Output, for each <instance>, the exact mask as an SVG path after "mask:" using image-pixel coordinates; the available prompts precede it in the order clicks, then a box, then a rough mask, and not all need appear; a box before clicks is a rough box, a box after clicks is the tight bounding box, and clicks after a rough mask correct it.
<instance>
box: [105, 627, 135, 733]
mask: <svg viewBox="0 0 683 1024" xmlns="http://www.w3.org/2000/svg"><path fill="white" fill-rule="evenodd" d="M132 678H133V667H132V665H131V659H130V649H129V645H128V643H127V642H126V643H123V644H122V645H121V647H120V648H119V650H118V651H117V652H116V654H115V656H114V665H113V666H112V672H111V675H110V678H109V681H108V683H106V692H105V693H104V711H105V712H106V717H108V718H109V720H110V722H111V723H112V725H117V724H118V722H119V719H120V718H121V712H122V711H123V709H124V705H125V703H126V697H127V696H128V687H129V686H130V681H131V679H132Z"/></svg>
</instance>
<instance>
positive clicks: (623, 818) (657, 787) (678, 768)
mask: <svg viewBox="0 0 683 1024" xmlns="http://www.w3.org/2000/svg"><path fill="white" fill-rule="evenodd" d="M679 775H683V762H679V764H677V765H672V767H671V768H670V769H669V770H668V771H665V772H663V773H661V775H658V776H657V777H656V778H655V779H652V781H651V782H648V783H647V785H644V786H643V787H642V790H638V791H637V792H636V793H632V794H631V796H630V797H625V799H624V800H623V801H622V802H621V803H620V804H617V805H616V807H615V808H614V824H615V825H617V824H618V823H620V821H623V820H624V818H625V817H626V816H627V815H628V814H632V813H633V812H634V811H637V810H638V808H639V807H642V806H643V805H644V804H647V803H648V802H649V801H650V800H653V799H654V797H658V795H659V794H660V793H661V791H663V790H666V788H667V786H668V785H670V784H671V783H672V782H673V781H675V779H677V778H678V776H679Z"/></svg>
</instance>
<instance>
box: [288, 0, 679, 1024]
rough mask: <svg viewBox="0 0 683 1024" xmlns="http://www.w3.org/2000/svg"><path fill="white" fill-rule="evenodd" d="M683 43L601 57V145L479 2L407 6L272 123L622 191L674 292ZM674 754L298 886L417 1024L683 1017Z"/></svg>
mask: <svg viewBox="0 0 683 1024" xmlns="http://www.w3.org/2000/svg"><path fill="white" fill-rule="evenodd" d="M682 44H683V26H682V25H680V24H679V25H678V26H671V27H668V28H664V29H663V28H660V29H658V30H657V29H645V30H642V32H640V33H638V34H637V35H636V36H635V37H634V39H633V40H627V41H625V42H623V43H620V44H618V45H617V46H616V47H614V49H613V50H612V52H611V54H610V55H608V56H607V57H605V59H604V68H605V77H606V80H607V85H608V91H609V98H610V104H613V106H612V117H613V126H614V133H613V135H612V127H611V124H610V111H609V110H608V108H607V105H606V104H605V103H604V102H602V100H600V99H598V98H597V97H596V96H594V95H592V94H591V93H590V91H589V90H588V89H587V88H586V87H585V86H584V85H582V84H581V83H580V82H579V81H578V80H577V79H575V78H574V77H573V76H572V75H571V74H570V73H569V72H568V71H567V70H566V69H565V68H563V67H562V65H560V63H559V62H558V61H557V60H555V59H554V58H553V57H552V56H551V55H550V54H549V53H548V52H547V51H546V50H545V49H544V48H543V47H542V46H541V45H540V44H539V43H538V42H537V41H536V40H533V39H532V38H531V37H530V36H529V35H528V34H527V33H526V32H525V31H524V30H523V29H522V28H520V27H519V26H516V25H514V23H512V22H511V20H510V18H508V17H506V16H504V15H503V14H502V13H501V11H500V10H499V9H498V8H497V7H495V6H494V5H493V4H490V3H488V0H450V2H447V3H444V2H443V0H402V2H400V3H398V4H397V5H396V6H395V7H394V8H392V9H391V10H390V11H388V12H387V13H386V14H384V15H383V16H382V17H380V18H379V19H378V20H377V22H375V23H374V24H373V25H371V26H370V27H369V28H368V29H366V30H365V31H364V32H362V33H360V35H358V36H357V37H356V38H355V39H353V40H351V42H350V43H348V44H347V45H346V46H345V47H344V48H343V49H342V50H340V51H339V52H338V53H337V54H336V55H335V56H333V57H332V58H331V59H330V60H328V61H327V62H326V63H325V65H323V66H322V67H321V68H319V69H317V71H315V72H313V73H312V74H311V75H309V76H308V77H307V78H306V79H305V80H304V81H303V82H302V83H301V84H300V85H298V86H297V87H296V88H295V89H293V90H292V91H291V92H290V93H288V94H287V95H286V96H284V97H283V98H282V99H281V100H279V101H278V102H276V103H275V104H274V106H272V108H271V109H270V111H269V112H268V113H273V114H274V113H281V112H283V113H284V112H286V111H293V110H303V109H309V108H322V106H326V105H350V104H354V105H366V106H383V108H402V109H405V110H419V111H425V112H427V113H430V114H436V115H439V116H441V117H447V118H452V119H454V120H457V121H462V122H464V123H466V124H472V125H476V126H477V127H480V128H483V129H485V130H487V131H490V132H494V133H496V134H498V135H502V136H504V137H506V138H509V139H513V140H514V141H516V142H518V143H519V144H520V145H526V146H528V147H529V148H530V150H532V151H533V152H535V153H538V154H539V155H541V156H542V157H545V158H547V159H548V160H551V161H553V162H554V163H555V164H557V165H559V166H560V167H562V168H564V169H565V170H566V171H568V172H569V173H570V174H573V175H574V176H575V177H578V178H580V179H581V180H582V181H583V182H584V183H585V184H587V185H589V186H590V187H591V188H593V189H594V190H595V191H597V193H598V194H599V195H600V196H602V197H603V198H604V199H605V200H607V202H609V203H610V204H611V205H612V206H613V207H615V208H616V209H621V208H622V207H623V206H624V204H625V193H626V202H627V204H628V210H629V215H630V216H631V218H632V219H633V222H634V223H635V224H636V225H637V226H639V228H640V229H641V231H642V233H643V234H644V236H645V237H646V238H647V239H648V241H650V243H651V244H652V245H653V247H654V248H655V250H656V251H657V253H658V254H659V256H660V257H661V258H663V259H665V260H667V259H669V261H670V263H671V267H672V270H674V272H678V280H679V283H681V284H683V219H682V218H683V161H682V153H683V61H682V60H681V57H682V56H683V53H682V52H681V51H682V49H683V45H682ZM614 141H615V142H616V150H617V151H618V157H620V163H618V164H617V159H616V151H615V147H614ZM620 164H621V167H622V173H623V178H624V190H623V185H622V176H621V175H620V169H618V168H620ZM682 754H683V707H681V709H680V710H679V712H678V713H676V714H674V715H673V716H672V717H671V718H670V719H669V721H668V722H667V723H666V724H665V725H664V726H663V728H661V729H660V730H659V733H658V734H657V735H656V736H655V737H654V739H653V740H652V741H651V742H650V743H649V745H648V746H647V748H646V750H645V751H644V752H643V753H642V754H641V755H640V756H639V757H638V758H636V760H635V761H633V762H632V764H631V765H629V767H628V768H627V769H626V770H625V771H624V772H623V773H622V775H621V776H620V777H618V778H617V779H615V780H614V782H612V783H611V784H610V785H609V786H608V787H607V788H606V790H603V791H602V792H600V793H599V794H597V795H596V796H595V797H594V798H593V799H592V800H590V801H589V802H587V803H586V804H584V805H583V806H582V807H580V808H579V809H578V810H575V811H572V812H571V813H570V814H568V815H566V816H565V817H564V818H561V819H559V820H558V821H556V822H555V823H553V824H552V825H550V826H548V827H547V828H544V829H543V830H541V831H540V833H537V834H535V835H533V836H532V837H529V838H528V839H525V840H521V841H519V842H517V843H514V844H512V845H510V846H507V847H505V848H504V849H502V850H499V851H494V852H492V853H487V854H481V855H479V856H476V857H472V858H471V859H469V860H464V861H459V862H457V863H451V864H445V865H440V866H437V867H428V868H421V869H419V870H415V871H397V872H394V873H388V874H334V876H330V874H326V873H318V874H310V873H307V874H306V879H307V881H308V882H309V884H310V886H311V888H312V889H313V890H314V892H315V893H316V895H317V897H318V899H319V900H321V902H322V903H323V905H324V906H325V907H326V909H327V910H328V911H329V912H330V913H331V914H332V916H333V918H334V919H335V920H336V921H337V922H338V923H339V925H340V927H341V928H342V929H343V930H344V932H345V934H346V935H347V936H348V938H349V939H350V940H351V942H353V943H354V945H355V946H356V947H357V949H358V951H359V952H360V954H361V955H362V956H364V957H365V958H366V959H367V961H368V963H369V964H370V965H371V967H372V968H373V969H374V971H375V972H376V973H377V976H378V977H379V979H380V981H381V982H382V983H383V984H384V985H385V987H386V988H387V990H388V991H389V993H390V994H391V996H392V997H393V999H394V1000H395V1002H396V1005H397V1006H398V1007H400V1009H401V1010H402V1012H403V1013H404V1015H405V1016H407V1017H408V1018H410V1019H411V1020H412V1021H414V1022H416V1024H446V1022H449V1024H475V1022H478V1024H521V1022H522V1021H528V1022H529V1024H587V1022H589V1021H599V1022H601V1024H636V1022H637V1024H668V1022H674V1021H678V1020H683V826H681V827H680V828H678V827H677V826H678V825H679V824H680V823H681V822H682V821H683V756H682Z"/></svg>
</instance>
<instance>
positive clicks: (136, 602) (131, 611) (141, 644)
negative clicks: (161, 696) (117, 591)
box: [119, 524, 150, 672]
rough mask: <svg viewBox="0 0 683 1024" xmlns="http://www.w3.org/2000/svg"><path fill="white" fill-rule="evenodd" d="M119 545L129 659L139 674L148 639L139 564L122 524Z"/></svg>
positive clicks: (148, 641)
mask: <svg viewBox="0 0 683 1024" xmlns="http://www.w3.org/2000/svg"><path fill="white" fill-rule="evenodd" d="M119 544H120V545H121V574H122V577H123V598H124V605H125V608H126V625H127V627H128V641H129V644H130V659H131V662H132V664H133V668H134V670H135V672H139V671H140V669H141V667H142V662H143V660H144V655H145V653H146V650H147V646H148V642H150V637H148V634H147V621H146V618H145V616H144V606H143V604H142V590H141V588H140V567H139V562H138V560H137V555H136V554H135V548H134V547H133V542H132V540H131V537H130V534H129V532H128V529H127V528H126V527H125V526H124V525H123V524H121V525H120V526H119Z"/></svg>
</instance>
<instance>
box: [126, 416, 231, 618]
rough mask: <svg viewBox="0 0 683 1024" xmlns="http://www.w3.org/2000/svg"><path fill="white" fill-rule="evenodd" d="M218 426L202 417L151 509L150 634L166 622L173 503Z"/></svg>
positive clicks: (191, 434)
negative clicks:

┄┄┄┄┄┄┄┄┄┄

### EXERCISE DIRECTIONS
Starting at the line that contains "545L129 659L139 674L148" and ending with the line that contains "positive clicks: (148, 641)", both included, turn that stretch of the material into a Markdown table with the columns Row and Line. Leave out any blank lines.

### SOLVED EXERCISE
| Row | Line |
|---|---|
| 1 | rough mask: <svg viewBox="0 0 683 1024" xmlns="http://www.w3.org/2000/svg"><path fill="white" fill-rule="evenodd" d="M119 545L129 659L139 674L148 639L139 564L122 524Z"/></svg> |
| 2 | positive clicks: (148, 641) |